— start Stored rows —

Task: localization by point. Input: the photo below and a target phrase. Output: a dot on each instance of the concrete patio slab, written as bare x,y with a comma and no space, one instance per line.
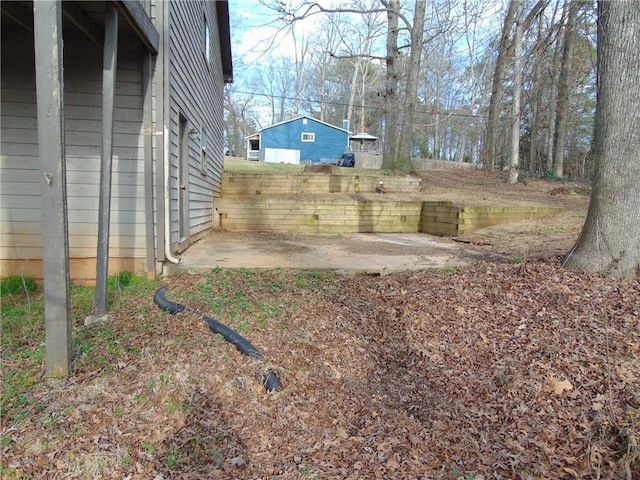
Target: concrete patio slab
367,253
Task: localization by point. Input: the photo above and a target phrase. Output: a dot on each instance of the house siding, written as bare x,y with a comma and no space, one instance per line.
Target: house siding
330,142
191,78
20,213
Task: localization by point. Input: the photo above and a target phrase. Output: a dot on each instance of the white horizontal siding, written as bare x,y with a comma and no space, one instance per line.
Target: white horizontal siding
20,179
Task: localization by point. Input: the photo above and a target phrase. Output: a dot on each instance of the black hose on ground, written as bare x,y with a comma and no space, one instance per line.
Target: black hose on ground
165,304
270,379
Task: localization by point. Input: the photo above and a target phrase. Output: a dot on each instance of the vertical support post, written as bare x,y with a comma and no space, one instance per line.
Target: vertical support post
109,62
47,19
147,127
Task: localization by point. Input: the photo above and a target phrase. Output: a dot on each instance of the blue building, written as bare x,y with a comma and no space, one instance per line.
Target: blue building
299,140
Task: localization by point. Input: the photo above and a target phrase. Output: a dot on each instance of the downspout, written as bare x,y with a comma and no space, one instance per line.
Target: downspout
166,43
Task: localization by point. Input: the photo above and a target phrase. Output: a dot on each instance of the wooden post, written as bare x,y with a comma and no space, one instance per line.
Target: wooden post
47,19
147,107
110,57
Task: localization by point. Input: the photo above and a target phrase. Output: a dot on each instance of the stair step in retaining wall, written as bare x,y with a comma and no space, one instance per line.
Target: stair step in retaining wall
443,218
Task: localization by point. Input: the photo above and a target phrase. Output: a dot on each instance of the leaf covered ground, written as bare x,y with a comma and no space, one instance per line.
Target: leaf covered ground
492,371
509,369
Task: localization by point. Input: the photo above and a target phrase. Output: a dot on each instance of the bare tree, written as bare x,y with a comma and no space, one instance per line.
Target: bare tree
563,88
497,89
406,134
514,163
610,240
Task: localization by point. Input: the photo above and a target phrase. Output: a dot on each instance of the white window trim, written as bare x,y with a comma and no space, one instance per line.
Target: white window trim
310,137
203,151
207,41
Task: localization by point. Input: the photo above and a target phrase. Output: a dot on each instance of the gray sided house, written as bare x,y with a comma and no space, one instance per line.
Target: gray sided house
299,140
111,145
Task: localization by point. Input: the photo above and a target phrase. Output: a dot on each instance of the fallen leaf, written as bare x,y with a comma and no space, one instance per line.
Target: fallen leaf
559,386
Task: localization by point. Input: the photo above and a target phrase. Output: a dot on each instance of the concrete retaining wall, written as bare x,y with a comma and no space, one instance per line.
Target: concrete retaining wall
443,218
250,183
299,203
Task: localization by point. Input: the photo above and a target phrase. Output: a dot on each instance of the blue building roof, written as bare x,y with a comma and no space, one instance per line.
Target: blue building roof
317,141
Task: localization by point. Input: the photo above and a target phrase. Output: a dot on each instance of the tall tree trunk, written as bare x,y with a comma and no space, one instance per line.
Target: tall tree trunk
536,95
352,90
610,240
391,104
497,87
514,164
566,73
406,129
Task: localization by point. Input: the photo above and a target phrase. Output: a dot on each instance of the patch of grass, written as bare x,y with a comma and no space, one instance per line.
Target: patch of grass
172,406
449,269
558,229
173,457
22,339
16,285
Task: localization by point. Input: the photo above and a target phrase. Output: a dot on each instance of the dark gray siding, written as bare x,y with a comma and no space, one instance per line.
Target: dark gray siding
196,93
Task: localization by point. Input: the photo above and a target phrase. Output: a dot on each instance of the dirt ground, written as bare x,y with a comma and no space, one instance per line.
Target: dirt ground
512,368
392,253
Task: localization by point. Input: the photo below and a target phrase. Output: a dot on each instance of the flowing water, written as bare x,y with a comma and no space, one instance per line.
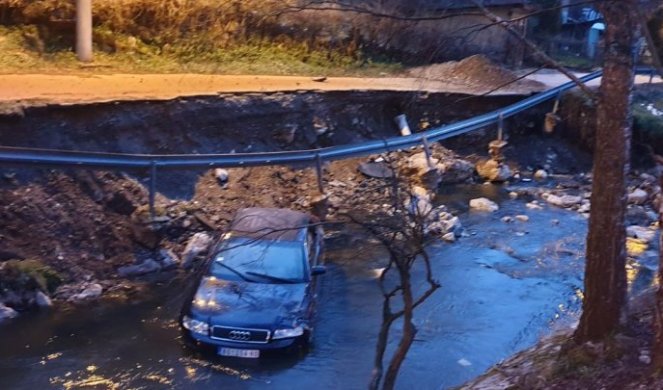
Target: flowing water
503,286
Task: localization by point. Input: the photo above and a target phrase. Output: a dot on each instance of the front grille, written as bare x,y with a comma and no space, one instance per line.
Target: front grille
240,335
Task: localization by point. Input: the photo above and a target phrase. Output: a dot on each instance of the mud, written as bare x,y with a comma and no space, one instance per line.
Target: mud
88,224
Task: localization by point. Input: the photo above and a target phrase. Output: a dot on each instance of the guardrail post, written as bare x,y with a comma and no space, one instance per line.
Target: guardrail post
500,127
427,151
318,170
153,189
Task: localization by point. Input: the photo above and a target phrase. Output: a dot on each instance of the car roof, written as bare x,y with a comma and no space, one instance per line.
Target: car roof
270,224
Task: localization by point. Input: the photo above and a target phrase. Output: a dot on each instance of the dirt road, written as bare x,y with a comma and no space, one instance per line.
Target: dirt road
34,89
71,89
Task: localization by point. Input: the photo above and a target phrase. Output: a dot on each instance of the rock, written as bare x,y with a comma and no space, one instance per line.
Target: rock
565,201
198,244
641,233
534,205
146,267
455,171
221,175
168,259
493,170
464,362
377,170
541,174
483,204
145,235
43,300
419,201
7,313
638,196
420,163
92,291
645,359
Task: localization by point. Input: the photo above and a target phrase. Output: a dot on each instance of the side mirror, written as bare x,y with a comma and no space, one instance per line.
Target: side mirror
318,270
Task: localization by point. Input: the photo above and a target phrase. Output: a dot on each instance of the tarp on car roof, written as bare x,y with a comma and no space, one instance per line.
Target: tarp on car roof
269,223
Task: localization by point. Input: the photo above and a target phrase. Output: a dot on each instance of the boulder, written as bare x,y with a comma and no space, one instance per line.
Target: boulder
168,259
642,233
198,243
638,196
379,170
7,313
221,175
146,267
483,204
42,300
493,170
522,218
419,163
455,171
565,201
541,174
90,292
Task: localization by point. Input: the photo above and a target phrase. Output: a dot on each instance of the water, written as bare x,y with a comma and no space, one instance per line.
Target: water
503,287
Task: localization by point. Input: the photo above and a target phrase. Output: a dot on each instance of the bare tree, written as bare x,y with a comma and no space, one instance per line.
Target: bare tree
402,230
605,275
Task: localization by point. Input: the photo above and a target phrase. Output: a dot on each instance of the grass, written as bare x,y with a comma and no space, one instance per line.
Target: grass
24,53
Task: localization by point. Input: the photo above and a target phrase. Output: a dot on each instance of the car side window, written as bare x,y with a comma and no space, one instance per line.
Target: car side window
310,247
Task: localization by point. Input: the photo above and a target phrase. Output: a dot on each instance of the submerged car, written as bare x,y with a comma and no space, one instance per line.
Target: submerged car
258,291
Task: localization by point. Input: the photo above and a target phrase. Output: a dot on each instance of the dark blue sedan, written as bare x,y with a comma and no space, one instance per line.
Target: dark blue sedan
258,291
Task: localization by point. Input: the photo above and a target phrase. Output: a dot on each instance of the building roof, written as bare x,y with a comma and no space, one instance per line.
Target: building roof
270,223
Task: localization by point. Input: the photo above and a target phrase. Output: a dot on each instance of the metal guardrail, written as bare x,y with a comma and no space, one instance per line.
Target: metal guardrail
54,158
76,159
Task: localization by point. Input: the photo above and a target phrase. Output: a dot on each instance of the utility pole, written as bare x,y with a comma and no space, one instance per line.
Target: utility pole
84,30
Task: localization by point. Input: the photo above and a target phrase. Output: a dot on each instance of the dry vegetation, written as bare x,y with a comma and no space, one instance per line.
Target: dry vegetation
205,36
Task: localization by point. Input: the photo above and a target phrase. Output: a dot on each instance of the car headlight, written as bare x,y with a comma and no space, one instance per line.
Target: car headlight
288,333
195,326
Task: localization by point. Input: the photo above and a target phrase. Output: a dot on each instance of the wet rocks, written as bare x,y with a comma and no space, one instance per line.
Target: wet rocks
90,292
493,170
7,313
146,267
221,175
483,204
198,243
541,174
638,196
455,171
565,201
380,170
641,233
168,259
42,300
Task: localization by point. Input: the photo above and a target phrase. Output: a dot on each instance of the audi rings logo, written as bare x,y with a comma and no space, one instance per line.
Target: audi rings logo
239,335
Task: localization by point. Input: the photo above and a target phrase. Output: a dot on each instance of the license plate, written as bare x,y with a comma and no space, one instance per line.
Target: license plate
242,353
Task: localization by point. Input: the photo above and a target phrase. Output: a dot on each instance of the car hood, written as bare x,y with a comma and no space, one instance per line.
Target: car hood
245,304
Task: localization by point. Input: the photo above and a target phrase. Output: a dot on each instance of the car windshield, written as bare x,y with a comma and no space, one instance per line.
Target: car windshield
262,261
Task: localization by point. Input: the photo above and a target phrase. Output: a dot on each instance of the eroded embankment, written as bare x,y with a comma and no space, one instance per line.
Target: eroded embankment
89,226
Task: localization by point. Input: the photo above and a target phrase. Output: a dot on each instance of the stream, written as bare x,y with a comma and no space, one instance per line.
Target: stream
504,285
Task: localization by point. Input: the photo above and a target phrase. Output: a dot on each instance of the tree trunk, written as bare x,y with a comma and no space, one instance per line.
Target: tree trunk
658,313
605,279
84,30
409,331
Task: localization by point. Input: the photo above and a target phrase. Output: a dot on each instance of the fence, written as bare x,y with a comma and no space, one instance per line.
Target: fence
153,162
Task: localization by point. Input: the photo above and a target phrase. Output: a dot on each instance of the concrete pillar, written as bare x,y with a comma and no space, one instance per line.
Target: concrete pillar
84,30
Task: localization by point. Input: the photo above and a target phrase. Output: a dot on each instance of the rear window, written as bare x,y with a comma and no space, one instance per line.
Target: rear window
252,258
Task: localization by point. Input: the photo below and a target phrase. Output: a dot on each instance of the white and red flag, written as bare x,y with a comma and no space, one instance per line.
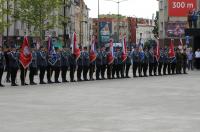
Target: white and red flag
92,50
124,49
75,50
25,56
111,53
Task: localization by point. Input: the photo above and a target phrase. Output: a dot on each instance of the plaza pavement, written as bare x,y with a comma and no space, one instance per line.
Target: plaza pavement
153,104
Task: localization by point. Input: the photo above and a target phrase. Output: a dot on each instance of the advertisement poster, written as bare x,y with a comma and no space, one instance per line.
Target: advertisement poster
180,8
105,31
176,29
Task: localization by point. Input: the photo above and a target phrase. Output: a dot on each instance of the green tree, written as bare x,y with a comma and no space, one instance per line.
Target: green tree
156,28
40,14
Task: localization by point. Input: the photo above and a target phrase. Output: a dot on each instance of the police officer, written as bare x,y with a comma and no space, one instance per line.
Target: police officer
33,65
135,60
104,62
64,63
42,63
13,64
146,62
151,61
80,65
128,62
86,63
73,62
161,62
57,65
2,65
99,63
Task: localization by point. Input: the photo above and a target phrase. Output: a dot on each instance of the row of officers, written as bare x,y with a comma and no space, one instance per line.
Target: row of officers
141,60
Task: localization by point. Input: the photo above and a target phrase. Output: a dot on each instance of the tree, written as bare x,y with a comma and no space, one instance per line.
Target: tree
156,27
40,14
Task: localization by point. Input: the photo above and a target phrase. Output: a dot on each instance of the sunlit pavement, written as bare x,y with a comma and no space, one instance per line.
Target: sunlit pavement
153,104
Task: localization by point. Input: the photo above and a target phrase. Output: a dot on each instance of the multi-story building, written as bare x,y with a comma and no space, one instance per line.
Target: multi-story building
173,19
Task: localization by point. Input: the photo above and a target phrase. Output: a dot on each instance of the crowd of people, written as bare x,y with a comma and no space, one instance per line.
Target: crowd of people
143,61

— end Stored rows —

* [What to do]
Return, unchanged, each line from the line containing "the tree, written" through the last line of the material.

* [Task response]
Task: localization by point. Input: the photo above and a target phrase. Output: a dot on each instance of the tree, written as bare x,y with a comma and no space, one instance per line.
Target: tree
156,27
40,14
Task: localization by point. Input: the photo above and a target phrase. Output: a dot on each instance of the sunlit pavement, written as bare x,y with a comma and no space, one instance per line.
Target: sunlit pavement
153,104
Task: localization by point. Input: the photo above and a target phrase. Output: a dot on each instance of the multi-story building, written as bare x,y with a comma and no space, one instance per line.
Target: multi-story building
173,19
Task: localization by point. Input: the photo above and a target phrase. Output: a dot on each instance of the crowd of people, written as bare x,y with a comma and no space, one instance per line.
Target: crowd of people
143,61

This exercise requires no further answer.